TEXT EXCERPT –

* * *

Indian actor (1930–2004)

Simhalan Madhava Panicker (1930 – 5 March 2004) was an Indian martial artist and actor of film and theater. Born into a family of plantation farmers in Kerala in 1930, he left home at the young age of eight and traveled to all corners of India. He found his passion in martial arts and acting. He became an expert and authority in varma kalai, the art of hitting pressure points in Kalaripayattu.

Simhalan Panicker learned the northern and southern styles of Kalaripayattu during 18 years of training under many teachers, and specialized in varma kalari which he learned from Balan Gurukkal. From then on, he practiced the art, improvising and developing his own version of it. Using his background as a trained dancer, boxer and street fighter, he carried the art form into its highest level of expression. He created Simhala Kalari in 1975.

He was associated with contemporary martial artists like Chandrashekharan Gurukkal and Vallabhatta Vishwanathan Gurukkal. Notable disciples are Moses Thilak, Master Manoharan and Karate Mani.

Panicker was secretive about his varma kalari skills and has taught very few students, all of them renowned masters in southern India. In 1983 he was featured as a 'most dangerous man' in Chennai in The Way of the Warrior: Martial Arts and Fighting Styles from Around the World, a book that was the basis for a TV documentary released by the BBC which presents various martial art forms of the world.

Simhalan Panicker's interests extended beyond martial arts. He was also an actor of theater and film, with more than 175 movies to his credit. He taught at the Film and TV Institute of Chennai, Tamil Nadu.

He moved back to Kerala in 1998, where he continued practicing Simhala Kalari. He died in March 2004. His daughter Jasmine Simhalan is a noted Kalaripayattu practitioner and Silambam exponent living in the UK.

* * *

GIVEN ENTRIES –
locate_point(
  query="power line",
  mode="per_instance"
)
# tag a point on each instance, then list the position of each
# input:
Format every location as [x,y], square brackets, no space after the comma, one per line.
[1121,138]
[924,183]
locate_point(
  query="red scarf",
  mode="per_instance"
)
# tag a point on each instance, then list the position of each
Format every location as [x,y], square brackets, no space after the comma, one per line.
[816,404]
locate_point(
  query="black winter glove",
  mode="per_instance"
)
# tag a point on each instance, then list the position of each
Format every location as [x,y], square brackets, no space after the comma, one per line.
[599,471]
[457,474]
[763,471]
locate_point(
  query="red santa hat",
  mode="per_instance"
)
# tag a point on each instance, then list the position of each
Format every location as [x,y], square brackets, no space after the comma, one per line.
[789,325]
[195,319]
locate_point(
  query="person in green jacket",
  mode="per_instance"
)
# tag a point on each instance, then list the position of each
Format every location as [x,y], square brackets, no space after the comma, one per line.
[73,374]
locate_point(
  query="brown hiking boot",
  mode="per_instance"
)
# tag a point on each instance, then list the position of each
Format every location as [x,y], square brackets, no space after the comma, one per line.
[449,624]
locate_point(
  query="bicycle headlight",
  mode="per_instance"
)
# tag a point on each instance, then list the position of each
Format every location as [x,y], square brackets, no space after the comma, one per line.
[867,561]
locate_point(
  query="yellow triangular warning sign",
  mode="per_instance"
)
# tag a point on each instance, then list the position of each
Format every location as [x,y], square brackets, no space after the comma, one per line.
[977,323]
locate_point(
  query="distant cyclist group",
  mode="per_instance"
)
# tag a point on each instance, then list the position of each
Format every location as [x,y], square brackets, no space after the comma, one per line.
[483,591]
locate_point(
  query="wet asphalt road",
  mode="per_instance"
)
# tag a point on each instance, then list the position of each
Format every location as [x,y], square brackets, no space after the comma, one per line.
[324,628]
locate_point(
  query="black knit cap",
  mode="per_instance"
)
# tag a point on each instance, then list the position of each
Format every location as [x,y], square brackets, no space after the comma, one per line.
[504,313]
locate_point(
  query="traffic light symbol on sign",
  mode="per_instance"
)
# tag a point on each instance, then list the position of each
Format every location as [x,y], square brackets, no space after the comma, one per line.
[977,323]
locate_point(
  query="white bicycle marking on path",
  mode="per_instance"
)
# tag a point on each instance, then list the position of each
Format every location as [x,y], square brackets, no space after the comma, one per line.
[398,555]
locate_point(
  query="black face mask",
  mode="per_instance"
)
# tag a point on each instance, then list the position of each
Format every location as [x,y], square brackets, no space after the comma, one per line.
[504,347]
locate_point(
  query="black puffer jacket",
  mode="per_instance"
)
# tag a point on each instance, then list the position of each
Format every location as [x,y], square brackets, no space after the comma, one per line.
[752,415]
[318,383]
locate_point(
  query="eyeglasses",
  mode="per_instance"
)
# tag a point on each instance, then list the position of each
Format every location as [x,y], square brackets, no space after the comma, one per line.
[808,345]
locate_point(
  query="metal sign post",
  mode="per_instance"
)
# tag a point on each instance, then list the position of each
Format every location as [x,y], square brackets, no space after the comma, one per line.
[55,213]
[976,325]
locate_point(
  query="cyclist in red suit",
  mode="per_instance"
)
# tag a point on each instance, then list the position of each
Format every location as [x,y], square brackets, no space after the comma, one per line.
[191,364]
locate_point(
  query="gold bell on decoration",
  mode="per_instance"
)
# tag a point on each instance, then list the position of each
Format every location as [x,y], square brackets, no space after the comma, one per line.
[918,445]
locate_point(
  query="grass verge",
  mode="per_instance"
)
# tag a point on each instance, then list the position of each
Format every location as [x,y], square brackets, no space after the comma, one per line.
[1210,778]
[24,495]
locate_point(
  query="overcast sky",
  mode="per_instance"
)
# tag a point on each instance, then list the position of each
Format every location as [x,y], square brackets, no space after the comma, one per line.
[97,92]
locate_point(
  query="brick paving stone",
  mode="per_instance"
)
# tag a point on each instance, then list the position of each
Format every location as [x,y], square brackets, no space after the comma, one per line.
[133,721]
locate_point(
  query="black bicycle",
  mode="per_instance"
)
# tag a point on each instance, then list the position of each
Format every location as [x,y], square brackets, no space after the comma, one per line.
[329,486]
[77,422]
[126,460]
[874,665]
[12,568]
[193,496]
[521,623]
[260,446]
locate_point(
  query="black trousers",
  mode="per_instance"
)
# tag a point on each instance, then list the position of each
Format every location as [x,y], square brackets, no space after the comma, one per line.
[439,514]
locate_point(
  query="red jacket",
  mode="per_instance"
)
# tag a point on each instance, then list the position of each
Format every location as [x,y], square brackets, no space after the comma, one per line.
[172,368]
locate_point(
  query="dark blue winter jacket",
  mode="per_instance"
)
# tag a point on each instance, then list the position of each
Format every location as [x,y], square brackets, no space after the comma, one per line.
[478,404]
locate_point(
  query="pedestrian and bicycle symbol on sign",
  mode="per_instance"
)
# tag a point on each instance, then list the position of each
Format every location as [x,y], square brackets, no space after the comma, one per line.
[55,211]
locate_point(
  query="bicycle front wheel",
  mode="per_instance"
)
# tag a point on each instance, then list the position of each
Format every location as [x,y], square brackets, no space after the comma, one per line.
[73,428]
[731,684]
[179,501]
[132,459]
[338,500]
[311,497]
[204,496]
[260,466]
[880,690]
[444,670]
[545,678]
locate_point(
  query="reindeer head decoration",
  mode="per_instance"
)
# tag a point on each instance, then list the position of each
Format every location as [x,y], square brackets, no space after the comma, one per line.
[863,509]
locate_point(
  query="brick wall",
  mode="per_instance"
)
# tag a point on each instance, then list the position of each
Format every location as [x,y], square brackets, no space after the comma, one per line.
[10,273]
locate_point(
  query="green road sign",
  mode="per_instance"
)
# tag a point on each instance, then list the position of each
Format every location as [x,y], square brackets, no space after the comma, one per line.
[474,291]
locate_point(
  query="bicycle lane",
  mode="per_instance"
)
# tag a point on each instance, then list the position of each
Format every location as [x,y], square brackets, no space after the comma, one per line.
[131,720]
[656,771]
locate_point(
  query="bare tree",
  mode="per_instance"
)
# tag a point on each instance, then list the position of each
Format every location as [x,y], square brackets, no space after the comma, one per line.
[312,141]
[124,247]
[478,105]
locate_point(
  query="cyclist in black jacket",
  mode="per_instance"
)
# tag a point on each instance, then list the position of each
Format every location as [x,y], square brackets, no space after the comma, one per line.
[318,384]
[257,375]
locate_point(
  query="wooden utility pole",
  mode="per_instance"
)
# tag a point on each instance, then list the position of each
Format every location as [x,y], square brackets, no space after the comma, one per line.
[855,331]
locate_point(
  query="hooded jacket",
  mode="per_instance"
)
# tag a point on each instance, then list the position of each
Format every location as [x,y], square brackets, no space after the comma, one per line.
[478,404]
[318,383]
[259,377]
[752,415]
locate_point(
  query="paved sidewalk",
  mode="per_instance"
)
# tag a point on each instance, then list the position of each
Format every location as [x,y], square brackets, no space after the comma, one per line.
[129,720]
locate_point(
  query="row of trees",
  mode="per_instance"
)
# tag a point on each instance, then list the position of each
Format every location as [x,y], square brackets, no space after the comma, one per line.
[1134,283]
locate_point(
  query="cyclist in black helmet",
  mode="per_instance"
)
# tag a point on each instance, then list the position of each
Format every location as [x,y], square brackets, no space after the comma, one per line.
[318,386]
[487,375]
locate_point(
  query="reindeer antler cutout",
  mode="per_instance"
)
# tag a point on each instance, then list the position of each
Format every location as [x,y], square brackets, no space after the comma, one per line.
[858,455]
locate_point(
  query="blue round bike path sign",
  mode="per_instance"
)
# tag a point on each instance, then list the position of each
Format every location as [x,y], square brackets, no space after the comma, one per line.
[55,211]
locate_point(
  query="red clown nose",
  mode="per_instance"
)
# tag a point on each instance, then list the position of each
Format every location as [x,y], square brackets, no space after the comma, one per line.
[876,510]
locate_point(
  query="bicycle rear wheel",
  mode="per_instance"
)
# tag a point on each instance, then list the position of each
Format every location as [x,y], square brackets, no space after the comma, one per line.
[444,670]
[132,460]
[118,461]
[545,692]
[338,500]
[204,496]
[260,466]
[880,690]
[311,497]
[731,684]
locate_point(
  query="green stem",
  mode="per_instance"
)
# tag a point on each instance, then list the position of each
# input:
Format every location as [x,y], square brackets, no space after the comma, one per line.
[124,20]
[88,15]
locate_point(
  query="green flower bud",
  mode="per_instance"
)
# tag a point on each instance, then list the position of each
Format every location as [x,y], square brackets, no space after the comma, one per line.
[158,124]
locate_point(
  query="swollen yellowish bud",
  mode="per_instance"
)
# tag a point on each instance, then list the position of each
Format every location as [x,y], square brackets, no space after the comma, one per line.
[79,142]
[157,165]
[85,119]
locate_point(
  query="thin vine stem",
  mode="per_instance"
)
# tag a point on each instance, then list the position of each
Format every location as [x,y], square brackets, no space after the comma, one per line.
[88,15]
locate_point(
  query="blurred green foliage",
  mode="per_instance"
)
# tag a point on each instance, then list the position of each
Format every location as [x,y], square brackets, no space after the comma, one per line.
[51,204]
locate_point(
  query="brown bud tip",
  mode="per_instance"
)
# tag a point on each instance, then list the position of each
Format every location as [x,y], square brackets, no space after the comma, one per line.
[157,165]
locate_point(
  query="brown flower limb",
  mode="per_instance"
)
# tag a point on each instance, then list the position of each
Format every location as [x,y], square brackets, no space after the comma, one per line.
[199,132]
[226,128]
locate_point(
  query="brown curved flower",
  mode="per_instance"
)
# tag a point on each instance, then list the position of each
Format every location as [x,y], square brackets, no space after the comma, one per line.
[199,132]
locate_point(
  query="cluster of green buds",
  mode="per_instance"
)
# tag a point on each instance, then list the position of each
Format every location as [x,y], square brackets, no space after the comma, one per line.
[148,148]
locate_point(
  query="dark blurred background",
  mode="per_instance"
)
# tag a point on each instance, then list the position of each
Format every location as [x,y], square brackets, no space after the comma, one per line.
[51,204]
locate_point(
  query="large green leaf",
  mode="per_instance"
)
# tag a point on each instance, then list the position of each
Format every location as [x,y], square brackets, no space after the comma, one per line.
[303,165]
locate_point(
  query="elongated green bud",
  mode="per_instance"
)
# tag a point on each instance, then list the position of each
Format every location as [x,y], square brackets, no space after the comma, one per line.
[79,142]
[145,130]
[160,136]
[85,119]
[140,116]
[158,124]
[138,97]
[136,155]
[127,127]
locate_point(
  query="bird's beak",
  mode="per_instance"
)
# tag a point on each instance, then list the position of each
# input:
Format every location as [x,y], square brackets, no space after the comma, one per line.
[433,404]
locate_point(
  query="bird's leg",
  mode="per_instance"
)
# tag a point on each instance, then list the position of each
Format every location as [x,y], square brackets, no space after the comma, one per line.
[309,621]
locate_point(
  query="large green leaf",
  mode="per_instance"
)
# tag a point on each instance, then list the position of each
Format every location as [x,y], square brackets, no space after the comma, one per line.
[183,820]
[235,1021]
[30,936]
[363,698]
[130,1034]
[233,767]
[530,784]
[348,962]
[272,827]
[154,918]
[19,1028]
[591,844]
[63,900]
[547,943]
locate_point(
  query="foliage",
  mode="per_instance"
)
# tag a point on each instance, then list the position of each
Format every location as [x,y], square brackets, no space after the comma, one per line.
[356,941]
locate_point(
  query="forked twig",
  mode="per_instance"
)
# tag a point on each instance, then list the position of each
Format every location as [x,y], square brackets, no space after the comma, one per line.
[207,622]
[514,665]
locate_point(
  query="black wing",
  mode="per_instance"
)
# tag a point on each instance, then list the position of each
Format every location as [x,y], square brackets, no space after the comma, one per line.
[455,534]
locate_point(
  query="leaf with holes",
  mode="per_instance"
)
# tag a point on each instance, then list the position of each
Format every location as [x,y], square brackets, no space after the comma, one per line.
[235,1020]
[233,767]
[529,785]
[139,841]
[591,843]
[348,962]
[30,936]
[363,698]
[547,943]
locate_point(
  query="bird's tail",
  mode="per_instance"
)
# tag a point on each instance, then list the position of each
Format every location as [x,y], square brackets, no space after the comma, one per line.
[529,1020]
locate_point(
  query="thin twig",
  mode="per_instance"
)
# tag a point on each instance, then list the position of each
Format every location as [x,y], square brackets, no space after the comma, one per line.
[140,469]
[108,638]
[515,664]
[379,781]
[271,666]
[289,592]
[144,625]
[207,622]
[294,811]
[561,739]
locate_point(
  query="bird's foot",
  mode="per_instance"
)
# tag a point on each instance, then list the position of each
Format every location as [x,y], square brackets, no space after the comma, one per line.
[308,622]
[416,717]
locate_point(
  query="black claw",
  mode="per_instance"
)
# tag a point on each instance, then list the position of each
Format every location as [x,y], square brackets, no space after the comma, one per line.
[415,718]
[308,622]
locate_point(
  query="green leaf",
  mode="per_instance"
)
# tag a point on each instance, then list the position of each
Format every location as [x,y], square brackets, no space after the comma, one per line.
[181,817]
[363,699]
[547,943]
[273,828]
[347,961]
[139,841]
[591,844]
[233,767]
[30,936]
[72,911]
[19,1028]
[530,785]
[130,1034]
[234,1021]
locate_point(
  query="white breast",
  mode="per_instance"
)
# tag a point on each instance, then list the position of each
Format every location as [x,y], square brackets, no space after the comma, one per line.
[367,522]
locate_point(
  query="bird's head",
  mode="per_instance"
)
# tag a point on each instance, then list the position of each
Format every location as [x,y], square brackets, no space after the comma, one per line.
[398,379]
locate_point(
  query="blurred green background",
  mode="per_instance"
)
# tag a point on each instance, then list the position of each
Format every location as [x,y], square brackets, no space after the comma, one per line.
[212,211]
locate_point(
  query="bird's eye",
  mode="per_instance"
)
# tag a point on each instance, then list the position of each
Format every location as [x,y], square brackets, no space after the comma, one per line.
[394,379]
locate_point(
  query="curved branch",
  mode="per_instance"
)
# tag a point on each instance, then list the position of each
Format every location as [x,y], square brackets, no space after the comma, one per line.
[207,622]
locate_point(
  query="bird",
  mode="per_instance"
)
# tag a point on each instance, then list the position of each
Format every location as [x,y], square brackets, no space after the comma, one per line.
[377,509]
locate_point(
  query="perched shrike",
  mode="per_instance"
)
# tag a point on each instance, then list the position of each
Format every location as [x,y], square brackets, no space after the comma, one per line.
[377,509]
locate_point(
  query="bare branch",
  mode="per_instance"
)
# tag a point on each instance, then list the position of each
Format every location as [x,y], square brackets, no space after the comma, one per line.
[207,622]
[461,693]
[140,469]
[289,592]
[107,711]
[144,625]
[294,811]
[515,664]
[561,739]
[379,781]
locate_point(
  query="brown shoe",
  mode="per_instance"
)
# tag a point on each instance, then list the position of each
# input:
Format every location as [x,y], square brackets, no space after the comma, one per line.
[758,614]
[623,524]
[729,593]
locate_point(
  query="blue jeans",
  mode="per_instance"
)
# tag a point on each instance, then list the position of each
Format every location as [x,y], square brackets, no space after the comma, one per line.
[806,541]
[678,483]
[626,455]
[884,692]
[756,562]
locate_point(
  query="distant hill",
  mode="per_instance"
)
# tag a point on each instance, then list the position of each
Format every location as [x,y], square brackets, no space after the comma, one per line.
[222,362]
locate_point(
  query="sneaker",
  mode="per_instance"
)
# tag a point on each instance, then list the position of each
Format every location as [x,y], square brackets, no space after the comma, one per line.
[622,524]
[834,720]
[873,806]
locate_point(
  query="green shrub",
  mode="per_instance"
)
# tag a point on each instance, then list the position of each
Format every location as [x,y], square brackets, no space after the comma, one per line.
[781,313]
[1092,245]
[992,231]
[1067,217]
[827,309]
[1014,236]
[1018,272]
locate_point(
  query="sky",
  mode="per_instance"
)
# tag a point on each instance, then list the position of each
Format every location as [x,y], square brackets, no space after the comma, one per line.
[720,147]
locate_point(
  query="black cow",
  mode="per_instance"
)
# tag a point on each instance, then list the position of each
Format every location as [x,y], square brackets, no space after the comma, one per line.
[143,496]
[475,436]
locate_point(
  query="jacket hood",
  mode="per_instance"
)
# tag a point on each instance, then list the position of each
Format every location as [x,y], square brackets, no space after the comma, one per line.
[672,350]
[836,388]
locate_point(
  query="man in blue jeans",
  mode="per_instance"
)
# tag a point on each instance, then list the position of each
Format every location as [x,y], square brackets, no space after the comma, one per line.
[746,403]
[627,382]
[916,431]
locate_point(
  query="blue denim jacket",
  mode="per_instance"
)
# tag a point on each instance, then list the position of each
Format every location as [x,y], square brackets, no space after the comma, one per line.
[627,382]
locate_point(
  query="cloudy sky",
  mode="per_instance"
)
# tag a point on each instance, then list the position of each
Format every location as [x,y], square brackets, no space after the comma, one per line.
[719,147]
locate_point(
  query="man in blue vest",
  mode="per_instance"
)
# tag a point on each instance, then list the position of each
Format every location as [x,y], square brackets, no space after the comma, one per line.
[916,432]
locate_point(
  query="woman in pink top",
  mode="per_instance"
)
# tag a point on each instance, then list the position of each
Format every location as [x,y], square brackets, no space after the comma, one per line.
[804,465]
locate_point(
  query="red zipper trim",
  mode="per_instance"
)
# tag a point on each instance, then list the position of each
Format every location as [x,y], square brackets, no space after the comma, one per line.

* * *

TASK INSTRUCTIONS –
(A) In the piece on Simhalan Panicker, copy the passage that begins at the words "Indian actor (1930–2004)" and stops after "points in Kalaripayattu.", swapping "plantation farmers" for "tea growers".
(B) According to the piece on Simhalan Panicker, who taught him varma kalari?

SOLUTIONS BY TASK –
(A)
Indian actor (1930–2004)

Simhalan Madhava Panicker (1930 – 5 March 2004) was an Indian martial artist and actor of film and theater. Born into a family of tea growers in Kerala in 1930, he left home at the young age of eight and traveled to all corners of India. He found his passion in martial arts and acting. He became an expert and authority in varma kalai, the art of hitting pressure points in Kalaripayattu.

(B) Balan Gurukkal